_Set task:_ Reproduce word for word the lines of the listing below, from the line containing "of the eyebrow" through the end of the listing, both included.

_Data supplied:_
== == ==
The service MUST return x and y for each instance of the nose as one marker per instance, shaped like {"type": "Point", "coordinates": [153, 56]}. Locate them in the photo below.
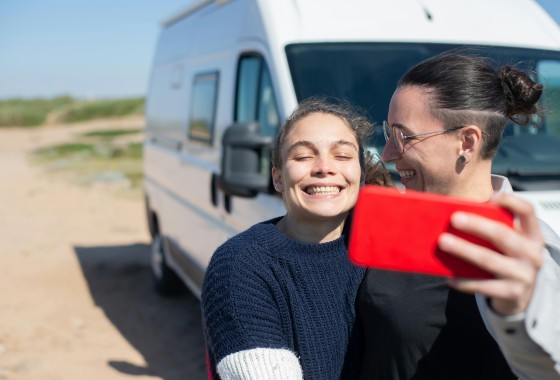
{"type": "Point", "coordinates": [324, 165]}
{"type": "Point", "coordinates": [390, 152]}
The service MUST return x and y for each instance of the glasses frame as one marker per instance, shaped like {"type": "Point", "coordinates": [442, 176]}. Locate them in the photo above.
{"type": "Point", "coordinates": [389, 131]}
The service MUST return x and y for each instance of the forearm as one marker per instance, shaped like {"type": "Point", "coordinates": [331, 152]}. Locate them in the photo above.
{"type": "Point", "coordinates": [531, 341]}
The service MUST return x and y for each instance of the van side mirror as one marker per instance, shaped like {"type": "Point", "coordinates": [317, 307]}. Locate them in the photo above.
{"type": "Point", "coordinates": [245, 161]}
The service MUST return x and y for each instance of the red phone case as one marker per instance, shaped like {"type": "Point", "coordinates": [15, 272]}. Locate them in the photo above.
{"type": "Point", "coordinates": [399, 231]}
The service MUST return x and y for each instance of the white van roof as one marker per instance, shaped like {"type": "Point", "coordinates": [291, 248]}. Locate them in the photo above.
{"type": "Point", "coordinates": [438, 21]}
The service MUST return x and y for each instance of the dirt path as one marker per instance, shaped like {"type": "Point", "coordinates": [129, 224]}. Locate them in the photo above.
{"type": "Point", "coordinates": [76, 298]}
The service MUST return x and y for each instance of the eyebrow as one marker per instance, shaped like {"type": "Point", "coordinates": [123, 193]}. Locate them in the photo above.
{"type": "Point", "coordinates": [402, 128]}
{"type": "Point", "coordinates": [310, 145]}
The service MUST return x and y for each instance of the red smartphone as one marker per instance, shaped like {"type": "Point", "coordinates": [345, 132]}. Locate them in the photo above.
{"type": "Point", "coordinates": [399, 231]}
== == ==
_Task response:_
The service MUST return x and y for each instance of the eyebrow as one marker per instance, shaped like {"type": "Point", "coordinates": [123, 193]}. Locate them in the photo above.
{"type": "Point", "coordinates": [402, 128]}
{"type": "Point", "coordinates": [310, 145]}
The service MUST return x and y for each instance of the red smartphone as one marker per instance, shaped like {"type": "Point", "coordinates": [345, 132]}. Locate them in the photo above.
{"type": "Point", "coordinates": [399, 231]}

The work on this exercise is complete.